* _Text segment_
>>>
Walmart Poised To Receive Final Clearance In Midtown Miami

Walmart appears to be on the verge of victory in a battle to build a store in Midtown Miami.

Opponents of the store filed a lawsuit earlier this year challenging the city’s decision to grant a construction permit. Neighborhood activists submitted arguments in court last week claiming that the Miami 21 zoning code only allows a maximum of three loading berths, while Walmart is planning five. The code however, is clearly stating that three berths are a minimum requirement, despite using language that says ‘three berths total’:

 

627.2.15. 627.1.17. Off-Street Loading.

The off-street loading requirements shall be as follows:

1. For residential uses:
(a) Berth minimum to be twelve (12) by thirty-five (35) feet by fifteen (15) feet in height;
(b) One (1) berth for every one hundred twenty (120) residential units or fraction thereof.

2. For non-residential uses:
(a) Berth minimum to be twelve (12) by fifty-five (55) feet by fifteen (15) feet in height;
(b) For non-residential floor area of twenty-five thousand (25,000) up to fifty thousand
(50,000) square feet, one (1) berth total. No berths are required for floor area less than
twenty-five thousand (25,000) square feet;
(c) For non-residential floor area up to one hundred thousand (100,000) square feet, two
(2) berths total;
(d) For non-residential floor area up to two hundred fifty thousand (250,000) square feet,
three (3) berths total;
(e) For non-residential floor area up to five hundred thousand (500,000) square feet, four
(4) berths total.
<<<
* _Short task 1_
Pull out every line of the rows that contains the word "electrical", treating uppercase and lowercase letters as different.
The article and the rows that follow it have no connection to each other.

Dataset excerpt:
>>>
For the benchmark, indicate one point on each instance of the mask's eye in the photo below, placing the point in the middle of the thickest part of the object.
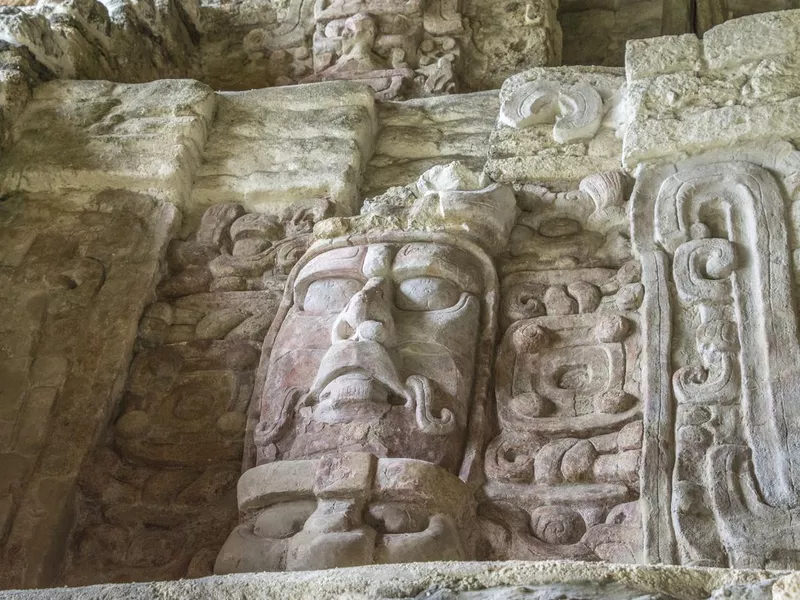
(330, 295)
(427, 293)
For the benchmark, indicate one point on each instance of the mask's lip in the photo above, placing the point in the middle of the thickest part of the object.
(377, 364)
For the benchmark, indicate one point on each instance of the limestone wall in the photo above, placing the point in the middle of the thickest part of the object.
(317, 326)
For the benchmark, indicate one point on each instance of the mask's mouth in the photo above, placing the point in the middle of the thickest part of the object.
(356, 380)
(354, 396)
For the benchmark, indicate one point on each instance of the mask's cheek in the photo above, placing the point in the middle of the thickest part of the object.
(296, 355)
(441, 346)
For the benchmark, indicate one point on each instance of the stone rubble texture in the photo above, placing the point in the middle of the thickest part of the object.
(379, 299)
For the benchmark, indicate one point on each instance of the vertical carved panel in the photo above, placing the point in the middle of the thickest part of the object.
(563, 469)
(717, 227)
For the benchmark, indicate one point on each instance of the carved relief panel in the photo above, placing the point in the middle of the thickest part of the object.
(397, 46)
(369, 413)
(157, 498)
(721, 352)
(563, 469)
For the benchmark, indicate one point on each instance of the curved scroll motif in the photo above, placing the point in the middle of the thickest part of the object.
(741, 204)
(702, 269)
(716, 382)
(577, 110)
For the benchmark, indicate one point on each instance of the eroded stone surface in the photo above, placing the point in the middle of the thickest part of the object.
(557, 126)
(96, 135)
(407, 339)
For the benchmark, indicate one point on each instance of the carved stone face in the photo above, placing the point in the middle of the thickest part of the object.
(375, 355)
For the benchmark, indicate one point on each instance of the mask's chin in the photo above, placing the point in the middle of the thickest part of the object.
(352, 397)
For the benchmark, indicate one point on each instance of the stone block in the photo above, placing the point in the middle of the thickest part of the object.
(419, 134)
(687, 96)
(95, 135)
(288, 147)
(509, 36)
(557, 126)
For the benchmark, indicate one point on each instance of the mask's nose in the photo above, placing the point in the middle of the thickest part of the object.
(368, 315)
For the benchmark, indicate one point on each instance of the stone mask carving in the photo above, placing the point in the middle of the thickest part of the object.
(376, 353)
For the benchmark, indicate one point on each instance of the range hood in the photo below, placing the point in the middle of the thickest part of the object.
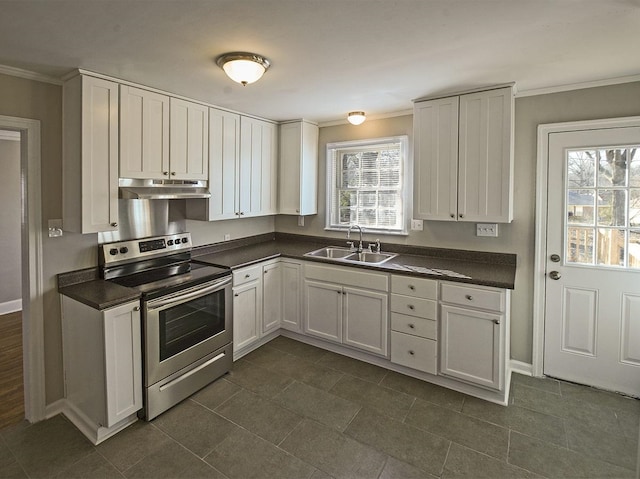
(137, 189)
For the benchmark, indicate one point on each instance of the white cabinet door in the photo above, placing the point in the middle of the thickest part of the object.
(323, 310)
(436, 165)
(298, 168)
(247, 312)
(189, 140)
(257, 168)
(272, 297)
(366, 320)
(485, 185)
(144, 134)
(291, 299)
(123, 362)
(90, 144)
(471, 345)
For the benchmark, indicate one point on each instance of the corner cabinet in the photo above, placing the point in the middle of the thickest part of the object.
(464, 157)
(298, 168)
(473, 334)
(243, 166)
(102, 352)
(338, 308)
(90, 152)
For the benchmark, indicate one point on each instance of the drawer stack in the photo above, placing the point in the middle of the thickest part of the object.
(414, 325)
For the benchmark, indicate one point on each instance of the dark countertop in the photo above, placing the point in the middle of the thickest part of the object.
(487, 269)
(100, 294)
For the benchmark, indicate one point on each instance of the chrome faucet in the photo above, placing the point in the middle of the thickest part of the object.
(350, 243)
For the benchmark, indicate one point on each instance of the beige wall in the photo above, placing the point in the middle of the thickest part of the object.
(10, 265)
(517, 237)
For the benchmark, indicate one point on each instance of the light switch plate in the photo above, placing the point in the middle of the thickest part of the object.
(487, 229)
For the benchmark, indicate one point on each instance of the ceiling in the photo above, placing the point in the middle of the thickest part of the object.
(328, 57)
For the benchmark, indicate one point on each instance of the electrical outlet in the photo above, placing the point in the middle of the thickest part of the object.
(417, 225)
(487, 229)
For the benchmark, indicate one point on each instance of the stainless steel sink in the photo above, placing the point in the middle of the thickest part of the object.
(337, 253)
(371, 258)
(331, 252)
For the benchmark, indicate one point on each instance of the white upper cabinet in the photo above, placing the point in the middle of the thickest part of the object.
(189, 140)
(144, 134)
(464, 157)
(257, 182)
(90, 151)
(162, 137)
(298, 168)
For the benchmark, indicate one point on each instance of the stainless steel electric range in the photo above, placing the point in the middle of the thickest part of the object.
(186, 315)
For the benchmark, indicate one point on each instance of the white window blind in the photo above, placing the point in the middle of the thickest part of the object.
(366, 184)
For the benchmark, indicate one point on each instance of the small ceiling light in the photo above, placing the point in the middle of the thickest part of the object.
(356, 117)
(243, 67)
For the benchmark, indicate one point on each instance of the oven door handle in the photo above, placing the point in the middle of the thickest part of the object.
(181, 298)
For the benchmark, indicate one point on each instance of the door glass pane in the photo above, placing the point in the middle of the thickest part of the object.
(612, 166)
(612, 207)
(634, 249)
(603, 204)
(611, 247)
(580, 245)
(581, 169)
(634, 207)
(581, 206)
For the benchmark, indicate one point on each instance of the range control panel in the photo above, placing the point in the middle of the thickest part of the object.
(142, 248)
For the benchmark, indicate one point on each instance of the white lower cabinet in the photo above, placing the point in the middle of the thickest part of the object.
(102, 353)
(337, 308)
(414, 316)
(265, 298)
(472, 337)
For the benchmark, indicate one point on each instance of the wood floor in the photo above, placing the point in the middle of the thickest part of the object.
(11, 379)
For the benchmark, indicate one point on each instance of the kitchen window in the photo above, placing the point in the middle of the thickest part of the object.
(367, 185)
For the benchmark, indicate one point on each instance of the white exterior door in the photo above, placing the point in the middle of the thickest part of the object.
(592, 312)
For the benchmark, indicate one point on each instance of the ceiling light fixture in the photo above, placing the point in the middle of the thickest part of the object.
(243, 67)
(356, 117)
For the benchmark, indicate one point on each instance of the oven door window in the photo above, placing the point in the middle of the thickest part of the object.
(190, 323)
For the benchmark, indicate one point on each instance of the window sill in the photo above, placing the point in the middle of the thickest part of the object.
(367, 231)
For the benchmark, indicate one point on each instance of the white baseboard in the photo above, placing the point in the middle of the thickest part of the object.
(11, 306)
(54, 408)
(519, 367)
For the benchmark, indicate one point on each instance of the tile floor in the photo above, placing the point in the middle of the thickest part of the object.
(289, 410)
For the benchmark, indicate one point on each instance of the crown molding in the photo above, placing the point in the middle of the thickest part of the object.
(578, 86)
(29, 75)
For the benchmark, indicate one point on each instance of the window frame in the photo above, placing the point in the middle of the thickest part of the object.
(406, 181)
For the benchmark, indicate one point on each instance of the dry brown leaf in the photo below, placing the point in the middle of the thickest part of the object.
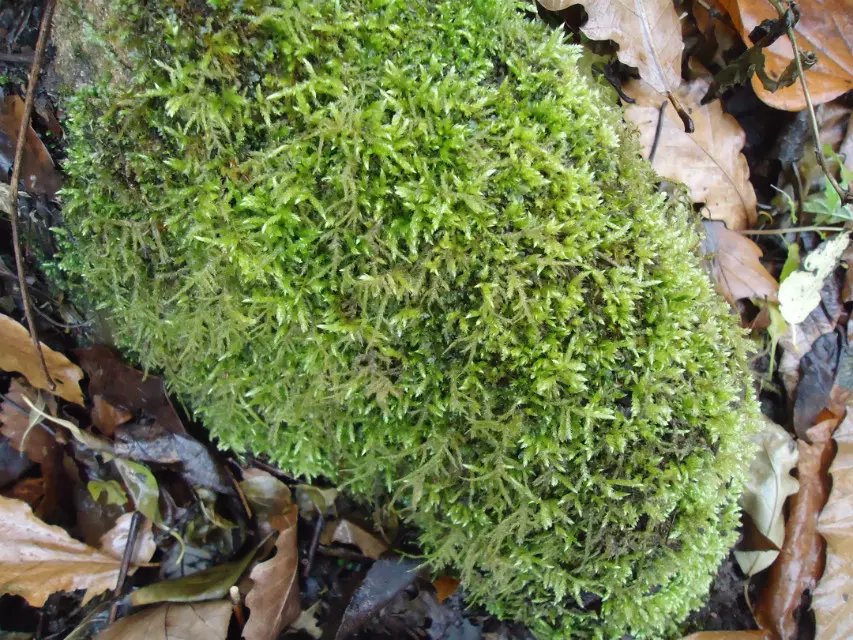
<<<
* _Short task 2_
Duplicate the entire article on the Walmart store in Midtown Miami word for word.

* _Full output 1_
For the benchmark, indicate one point on each instance of the electrical outlet in the photo above, placing the point in the middle of the thickest part of the object.

* _Full output 2_
Walmart Poised To Receive Final Clearance In Midtown Miami

Walmart appears to be on the verge of victory in a battle to build a store in Midtown Miami.

Opponents of the store filed a lawsuit earlier this year challenging the city’s decision to grant a construction permit. Neighborhood activists submitted arguments in court last week claiming that the Miami 21 zoning code only allows a maximum of three loading berths, while Walmart is planning five. The code however, is clearly stating that three berths are a minimum requirement, despite using language that says ‘three berths total’:

 

627.2.15. 627.1.17. Off-Street Loading.

The off-street loading requirements shall be as follows:

1. For residential uses:
(a) Berth minimum to be twelve (12) by thirty-five (35) feet by fifteen (15) feet in height;
(b) One (1) berth for every one hundred twenty (120) residential units or fraction thereof.

2. For non-residential uses:
(a) Berth minimum to be twelve (12) by fifty-five (55) feet by fifteen (15) feet in height;
(b) For non-residential floor area of twenty-five thousand (25,000) up to fifty thousand
(50,000) square feet, one (1) berth total. No berths are required for floor area less than
twenty-five thousand (25,000) square feet;
(c) For non-residential floor area up to one hundred thousand (100,000) square feet, two
(2) berths total;
(d) For non-residential floor area up to two hundred fifty thousand (250,000) square feet,
three (3) berths total;
(e) For non-residential floor area up to five hundred thousand (500,000) square feet, four
(4) berths total.